AUFGABE 1 =
Erklär in ein bis drei Sätzen anhand vom Seitenauszug, warum sich die Laboranten mit smallCAN und LabOS mehr auf ihre eigentliche Arbeit konzentrieren können.
AUFGABE 2 =
Mit welcher Firma haben die Forscher am IBMT laut Seitenauszug das Labormanagementsystem LabOS entwickelt?

SEITENAUSZUG =
Neue Software steuert Abläufe
Manche Blutproben reisen weit; HIV-infizierte Blutproben aus Afrika etwa, die in Forschungslabors für die AIDS-Forschung benötigt werden. „Da ist eine automatische Datenspeicherung sehr hilfreich“, sagt Schmitt. Natürlich gehört zum automatischen Labor auch eine Software, die die Abläufe steuert, das Labormanagementsystem LabOS, das die Forscher am IBMT zusammen mit der Firma Soventec entwickelt haben. Sobald ein Probenröhrchen in eine Lesestation gesteckt wird, zeigt LabOS auf einem Bildschirm die Daten an, ferner die Historie und die nächsten Schritten, die zu tun sind. Ganz ohne Zettelwirtschaft.
Übers Internet auf Laborgerät zugreifen
Noch müssen die Laboranten die Geräte selber steuern. Doch auch dass soll künftig automatisiert ablaufen. Zu diesem Zweck wurde am IBMT in Kooperation mit der Technischen Universität Braunschweig ein Netzwerk-System entwickelt, das alle Geräte mit einer Zentrale verbindet. Dieses „smallCAN“-Bus-System, das der Vernetzung von Steuergeräten in Autos nachempfunden ist, macht es sogar möglich via Internet auf einzelne Laborgeräte zuzugreifen. „Mit smallCAN und LabOS kann das Labor beinahe autark arbeiten und die Testabläufe automatisch abspulen“, sagt Schmitt. Das reduziert den Aufwand für die Dokumentation erheblich. Statt viel Zeit mit dem Ausfüllen von Protokollformularen zu verbringen, können sich die Laboranten dann auf die eigentliche Arbeit konzentrieren, das Umsetzen oder Vorbereiten der Probengefäße zum Beispiel. Damit kann ein Labor den Probendurchsatz und die Qualität der Ergebnisse deutlich erhöhen.

EINGABEDATEN =
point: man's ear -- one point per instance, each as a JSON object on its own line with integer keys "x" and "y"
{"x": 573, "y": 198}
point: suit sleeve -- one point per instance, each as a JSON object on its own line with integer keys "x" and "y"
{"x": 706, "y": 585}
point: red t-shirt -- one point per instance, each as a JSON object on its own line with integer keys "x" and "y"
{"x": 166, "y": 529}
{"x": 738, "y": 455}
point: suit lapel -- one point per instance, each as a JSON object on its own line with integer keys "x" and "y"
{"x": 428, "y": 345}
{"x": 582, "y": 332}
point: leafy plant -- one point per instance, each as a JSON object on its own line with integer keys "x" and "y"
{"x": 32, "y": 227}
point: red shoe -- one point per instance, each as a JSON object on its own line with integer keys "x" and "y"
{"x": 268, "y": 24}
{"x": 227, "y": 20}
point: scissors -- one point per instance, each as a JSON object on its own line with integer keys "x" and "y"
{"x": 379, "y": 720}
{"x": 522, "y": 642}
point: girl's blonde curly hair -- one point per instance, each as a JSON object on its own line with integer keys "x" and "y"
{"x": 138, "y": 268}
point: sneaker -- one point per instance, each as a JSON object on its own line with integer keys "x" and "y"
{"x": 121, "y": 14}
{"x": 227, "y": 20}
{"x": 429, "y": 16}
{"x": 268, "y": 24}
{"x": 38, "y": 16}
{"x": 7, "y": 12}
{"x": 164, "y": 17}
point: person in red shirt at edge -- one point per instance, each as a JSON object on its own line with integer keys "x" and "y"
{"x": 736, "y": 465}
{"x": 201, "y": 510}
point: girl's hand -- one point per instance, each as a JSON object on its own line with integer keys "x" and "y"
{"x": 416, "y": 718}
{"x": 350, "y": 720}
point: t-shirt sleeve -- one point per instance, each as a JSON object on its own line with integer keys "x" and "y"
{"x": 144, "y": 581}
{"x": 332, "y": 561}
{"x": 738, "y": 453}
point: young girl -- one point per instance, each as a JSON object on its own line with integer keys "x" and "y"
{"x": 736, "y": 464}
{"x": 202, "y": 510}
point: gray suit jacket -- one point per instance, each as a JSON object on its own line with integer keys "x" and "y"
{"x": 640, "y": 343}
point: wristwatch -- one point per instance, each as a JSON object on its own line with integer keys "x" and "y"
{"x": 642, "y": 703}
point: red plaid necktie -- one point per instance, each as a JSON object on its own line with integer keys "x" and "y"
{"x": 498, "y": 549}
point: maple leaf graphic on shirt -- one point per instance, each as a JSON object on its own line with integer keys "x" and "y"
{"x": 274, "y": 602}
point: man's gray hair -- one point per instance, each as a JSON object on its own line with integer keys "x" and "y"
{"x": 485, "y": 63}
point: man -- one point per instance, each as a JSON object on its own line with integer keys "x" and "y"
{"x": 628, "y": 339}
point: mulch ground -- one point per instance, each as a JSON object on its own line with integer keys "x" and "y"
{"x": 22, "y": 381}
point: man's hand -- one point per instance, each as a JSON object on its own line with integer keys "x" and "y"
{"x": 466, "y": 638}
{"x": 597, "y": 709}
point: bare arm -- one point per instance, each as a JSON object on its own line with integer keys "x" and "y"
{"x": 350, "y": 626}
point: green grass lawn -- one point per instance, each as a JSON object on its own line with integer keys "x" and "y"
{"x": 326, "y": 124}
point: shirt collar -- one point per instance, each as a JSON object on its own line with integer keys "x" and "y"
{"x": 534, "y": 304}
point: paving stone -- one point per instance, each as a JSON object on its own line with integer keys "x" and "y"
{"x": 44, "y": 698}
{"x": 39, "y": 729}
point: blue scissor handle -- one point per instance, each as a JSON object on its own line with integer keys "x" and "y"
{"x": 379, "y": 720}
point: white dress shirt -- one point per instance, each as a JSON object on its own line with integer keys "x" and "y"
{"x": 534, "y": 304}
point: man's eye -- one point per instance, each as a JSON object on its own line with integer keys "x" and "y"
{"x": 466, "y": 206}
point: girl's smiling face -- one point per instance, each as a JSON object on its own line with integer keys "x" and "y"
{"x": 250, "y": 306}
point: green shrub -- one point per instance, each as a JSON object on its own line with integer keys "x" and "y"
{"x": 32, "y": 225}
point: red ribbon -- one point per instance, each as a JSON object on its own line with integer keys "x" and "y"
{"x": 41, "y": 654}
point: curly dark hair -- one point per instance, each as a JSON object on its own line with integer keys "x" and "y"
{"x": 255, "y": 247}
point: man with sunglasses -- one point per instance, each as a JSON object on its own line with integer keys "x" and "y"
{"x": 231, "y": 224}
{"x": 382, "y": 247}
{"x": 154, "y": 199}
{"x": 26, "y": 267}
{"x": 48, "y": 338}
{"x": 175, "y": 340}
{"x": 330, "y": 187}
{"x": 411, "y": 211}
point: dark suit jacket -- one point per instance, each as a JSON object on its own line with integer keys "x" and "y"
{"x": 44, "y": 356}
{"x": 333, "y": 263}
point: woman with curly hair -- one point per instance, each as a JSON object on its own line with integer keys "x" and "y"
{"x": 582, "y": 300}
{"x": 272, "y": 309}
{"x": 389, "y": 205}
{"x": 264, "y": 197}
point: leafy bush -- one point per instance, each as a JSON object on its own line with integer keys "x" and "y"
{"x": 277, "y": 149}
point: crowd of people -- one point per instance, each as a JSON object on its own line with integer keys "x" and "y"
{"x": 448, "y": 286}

ANTWORT 1 =
Mit smallCAN und LabOS kann das Labor beinahe autark arbeiten und die Testabläufe automatisch abspulen. Dadurch sinkt der Aufwand für die Dokumentation erheblich. Die Laboranten müssen also nicht mehr viel Zeit mit dem Ausfüllen von Protokollformularen verbringen.

ANTWORT 2 =
Mit der Firma Soventec.